§ Given request
Output as a numbered list each line from the one that contains "Where can you see the building" through the last line of the records below, skipping blank lines and leaving out the pictures.

---------- Supplied data

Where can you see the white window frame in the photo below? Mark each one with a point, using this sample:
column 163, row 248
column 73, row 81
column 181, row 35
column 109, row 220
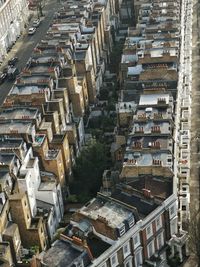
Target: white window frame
column 79, row 264
column 158, row 222
column 159, row 246
column 172, row 213
column 128, row 252
column 136, row 244
column 122, row 230
column 116, row 260
column 151, row 231
column 173, row 226
column 153, row 249
column 141, row 258
column 128, row 261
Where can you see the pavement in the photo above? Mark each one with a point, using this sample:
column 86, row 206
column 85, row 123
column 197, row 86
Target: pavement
column 195, row 122
column 26, row 43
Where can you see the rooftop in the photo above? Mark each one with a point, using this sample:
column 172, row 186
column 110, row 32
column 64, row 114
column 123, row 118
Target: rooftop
column 144, row 205
column 63, row 253
column 17, row 127
column 153, row 99
column 112, row 212
column 47, row 186
column 29, row 89
column 17, row 113
column 148, row 158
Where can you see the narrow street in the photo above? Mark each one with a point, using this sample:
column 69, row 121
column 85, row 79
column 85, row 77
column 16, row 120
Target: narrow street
column 25, row 45
column 195, row 120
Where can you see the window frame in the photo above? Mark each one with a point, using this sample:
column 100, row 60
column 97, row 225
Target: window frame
column 138, row 243
column 162, row 241
column 153, row 249
column 151, row 231
column 116, row 258
column 158, row 226
column 126, row 254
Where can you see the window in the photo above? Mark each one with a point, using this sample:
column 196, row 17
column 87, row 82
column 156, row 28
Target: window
column 126, row 249
column 114, row 260
column 150, row 249
column 173, row 226
column 158, row 223
column 131, row 221
column 79, row 264
column 122, row 230
column 138, row 258
column 160, row 240
column 128, row 263
column 136, row 240
column 149, row 231
column 172, row 211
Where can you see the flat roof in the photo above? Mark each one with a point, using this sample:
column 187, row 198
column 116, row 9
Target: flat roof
column 16, row 113
column 28, row 89
column 114, row 213
column 146, row 158
column 63, row 253
column 47, row 186
column 152, row 99
column 15, row 127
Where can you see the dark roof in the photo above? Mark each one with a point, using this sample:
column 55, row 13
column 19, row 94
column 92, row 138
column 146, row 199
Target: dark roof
column 97, row 246
column 63, row 254
column 144, row 206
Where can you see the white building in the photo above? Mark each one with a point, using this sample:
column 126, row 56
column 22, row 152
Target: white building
column 13, row 17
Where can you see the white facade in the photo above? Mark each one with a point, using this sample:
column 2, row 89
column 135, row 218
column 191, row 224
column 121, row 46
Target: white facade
column 48, row 191
column 13, row 17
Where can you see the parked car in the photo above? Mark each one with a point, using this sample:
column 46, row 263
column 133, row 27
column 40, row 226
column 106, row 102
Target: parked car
column 12, row 61
column 31, row 31
column 2, row 77
column 36, row 23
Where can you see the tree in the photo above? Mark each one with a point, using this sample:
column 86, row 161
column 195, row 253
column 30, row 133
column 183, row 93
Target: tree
column 194, row 235
column 88, row 171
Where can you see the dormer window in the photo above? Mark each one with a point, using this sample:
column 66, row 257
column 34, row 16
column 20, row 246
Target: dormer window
column 122, row 230
column 79, row 264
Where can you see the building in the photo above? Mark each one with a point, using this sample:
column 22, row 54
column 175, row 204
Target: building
column 13, row 19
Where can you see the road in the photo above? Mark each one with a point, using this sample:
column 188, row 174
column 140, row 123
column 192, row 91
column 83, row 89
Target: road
column 25, row 45
column 195, row 121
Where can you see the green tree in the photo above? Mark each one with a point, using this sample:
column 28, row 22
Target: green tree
column 194, row 235
column 88, row 171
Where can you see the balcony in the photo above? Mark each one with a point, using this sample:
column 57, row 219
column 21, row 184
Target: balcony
column 180, row 238
column 155, row 129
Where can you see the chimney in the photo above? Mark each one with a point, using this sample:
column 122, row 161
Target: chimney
column 146, row 192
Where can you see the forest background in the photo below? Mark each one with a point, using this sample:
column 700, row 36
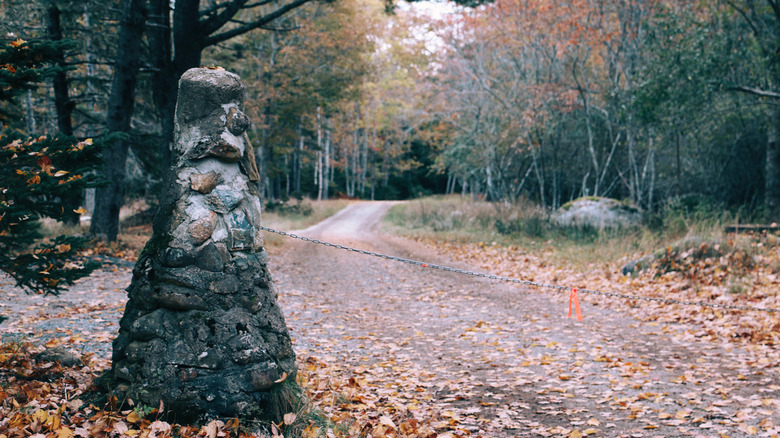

--------------------

§ Complete response
1. Where can you see the building in the photo above? Mark each one with a point, using this sample:
2. column 22, row 54
3. column 175, row 204
4. Target: building
5. column 13, row 19
6. Where can you see the road in the photo above? Mark each one with a point, using this sample:
7. column 188, row 174
8. column 140, row 123
9. column 192, row 91
10. column 83, row 89
11. Target: road
12. column 25, row 45
13. column 195, row 121
14. Where can you see the green tree in the photo above? Mark each one with a point, using this sample:
15. column 28, row 22
16. Target: green tree
17. column 194, row 235
18. column 88, row 171
19. Where can you see the balcony in the photo above? Mark each one with a point, using this sample:
20. column 57, row 219
21. column 21, row 184
22. Target: balcony
23. column 180, row 238
24. column 155, row 129
25. Where can you see the chimney in the photo above? Mark each one with a point, using this sample:
26. column 122, row 161
27. Target: chimney
28. column 146, row 192
29. Where can you see the forest background in the photo below? Mark each one with a point, using this sample:
30. column 700, row 36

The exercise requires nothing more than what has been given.